[Task brief]
Looking through the listing, how many of its lines hold the word "tight"? Answer with only the number.

= = = =

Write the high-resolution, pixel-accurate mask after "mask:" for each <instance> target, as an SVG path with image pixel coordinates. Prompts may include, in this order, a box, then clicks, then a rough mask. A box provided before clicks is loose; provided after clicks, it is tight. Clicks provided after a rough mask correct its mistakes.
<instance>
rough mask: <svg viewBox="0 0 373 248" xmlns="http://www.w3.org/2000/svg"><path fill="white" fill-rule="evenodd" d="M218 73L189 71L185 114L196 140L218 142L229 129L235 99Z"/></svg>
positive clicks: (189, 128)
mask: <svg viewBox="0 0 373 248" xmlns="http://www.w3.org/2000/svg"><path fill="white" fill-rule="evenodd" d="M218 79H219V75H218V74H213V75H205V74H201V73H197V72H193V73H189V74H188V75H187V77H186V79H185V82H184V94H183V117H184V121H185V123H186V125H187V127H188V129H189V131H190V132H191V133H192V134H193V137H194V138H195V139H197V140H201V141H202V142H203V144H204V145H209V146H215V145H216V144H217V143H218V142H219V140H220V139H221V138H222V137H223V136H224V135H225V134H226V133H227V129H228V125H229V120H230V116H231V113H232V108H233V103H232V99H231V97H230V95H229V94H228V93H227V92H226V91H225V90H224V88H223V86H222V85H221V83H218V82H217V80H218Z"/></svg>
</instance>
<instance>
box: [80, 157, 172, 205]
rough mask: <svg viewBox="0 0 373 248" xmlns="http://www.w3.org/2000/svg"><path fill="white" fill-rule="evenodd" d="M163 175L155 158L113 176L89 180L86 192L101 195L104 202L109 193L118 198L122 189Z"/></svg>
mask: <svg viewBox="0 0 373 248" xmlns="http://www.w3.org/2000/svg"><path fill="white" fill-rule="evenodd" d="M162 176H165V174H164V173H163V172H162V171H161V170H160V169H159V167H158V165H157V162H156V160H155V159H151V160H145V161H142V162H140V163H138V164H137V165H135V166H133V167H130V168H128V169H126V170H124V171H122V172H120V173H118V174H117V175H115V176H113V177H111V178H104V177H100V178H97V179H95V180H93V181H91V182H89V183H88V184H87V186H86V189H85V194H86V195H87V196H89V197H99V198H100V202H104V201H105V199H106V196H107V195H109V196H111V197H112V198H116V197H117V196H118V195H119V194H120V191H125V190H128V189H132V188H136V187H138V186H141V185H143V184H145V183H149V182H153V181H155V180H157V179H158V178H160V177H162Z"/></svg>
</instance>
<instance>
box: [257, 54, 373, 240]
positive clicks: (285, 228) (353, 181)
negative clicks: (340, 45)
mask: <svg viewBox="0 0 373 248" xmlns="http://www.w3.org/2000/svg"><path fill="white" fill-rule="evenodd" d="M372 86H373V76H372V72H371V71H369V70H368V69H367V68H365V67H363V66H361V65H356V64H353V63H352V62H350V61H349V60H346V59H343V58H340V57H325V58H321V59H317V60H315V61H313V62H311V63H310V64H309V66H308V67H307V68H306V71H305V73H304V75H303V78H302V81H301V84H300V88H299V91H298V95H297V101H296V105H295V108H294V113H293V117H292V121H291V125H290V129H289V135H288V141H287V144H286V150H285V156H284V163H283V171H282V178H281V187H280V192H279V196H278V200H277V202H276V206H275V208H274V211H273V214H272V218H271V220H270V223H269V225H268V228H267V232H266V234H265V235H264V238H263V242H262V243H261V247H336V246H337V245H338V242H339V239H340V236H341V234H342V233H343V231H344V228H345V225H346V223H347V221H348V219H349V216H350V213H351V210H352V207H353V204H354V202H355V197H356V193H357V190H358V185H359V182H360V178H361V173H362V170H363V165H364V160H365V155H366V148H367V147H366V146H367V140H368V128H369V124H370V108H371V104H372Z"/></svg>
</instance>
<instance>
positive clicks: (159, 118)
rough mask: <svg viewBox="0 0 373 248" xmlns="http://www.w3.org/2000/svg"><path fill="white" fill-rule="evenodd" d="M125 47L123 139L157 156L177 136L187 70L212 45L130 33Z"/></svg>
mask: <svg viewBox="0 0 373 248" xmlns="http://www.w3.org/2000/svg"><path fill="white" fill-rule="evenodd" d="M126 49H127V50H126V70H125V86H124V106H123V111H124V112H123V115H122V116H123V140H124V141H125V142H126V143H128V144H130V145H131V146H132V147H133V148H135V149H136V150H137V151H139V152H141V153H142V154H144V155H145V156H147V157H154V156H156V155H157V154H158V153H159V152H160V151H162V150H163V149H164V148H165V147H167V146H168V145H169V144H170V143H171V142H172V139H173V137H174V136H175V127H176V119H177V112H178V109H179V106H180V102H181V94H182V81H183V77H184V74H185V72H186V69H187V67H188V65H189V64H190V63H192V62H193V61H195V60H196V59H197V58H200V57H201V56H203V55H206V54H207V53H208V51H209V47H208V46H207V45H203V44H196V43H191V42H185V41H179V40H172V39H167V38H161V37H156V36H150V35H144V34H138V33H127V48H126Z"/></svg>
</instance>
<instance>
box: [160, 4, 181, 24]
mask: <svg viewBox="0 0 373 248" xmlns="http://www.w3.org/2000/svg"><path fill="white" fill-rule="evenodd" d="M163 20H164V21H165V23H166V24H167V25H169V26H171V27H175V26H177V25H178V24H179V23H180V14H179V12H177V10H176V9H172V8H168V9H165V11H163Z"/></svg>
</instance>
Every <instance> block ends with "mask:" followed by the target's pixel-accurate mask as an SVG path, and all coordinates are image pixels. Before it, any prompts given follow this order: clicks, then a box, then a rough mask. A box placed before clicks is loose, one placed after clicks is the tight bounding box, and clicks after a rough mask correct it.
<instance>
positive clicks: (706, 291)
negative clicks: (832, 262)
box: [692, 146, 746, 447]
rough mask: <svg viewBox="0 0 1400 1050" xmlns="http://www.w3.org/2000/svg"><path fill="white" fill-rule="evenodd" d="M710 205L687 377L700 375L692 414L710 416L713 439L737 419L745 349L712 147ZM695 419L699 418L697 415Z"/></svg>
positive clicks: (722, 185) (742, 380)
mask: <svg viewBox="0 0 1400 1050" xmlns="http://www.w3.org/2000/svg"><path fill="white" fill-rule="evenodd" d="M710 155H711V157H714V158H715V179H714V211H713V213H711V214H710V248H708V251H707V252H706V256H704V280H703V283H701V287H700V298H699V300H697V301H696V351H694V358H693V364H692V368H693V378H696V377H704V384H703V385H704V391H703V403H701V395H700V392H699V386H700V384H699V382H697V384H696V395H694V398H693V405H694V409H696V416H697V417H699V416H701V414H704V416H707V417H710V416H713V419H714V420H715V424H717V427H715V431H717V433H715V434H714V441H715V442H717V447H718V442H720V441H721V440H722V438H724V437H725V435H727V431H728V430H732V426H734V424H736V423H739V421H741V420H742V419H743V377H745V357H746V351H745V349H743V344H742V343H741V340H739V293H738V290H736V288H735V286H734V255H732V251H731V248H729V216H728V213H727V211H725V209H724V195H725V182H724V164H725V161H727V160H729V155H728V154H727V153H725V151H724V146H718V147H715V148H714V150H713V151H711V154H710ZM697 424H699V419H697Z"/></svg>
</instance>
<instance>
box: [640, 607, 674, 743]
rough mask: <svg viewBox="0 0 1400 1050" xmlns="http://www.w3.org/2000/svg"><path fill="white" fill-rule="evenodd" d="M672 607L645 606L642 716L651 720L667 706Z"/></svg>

= = = =

[Exercise solution]
2